WHAT TO WORK ON: Return every line of the rows below that contains the word "nose".

Point-based annotation data:
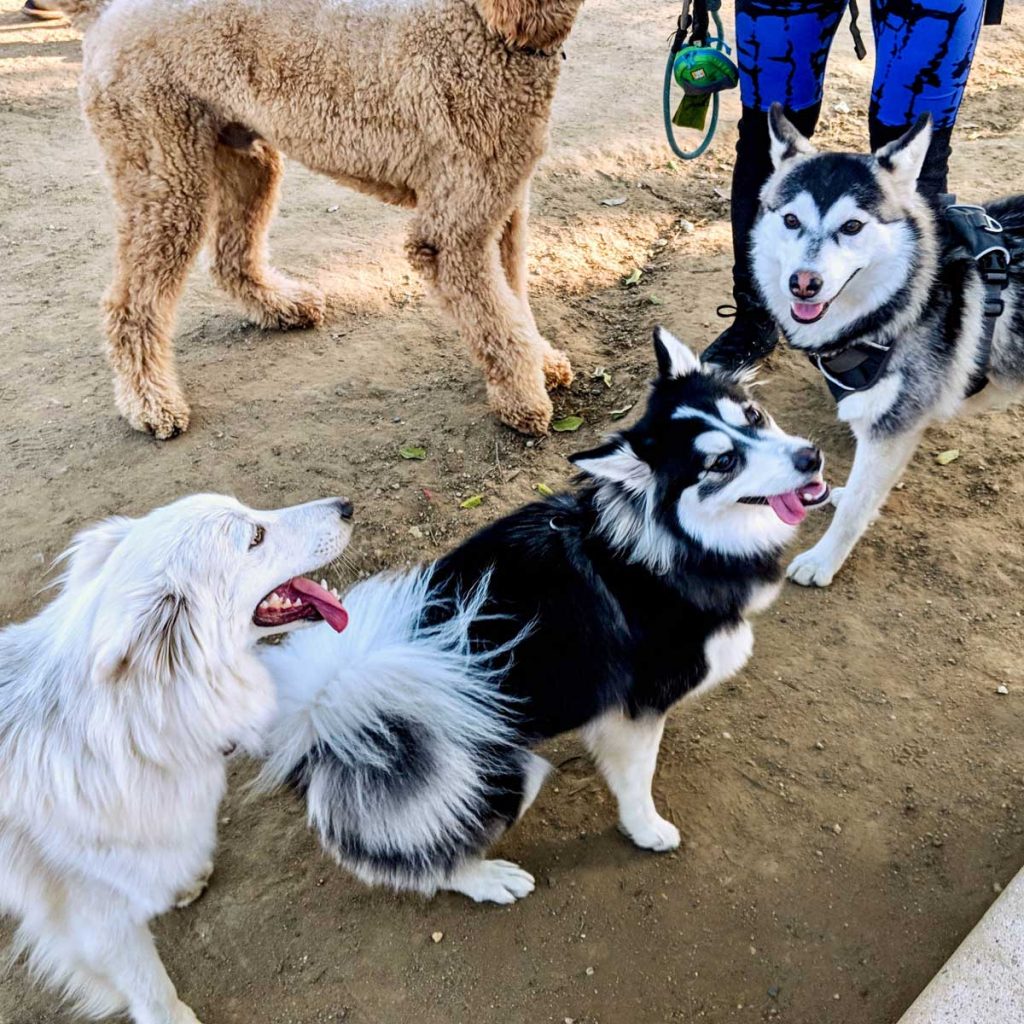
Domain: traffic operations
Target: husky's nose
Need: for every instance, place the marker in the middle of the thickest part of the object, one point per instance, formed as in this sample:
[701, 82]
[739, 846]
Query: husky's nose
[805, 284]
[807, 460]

SOLUTION BELOW:
Target: husky's nose
Query: husky's nose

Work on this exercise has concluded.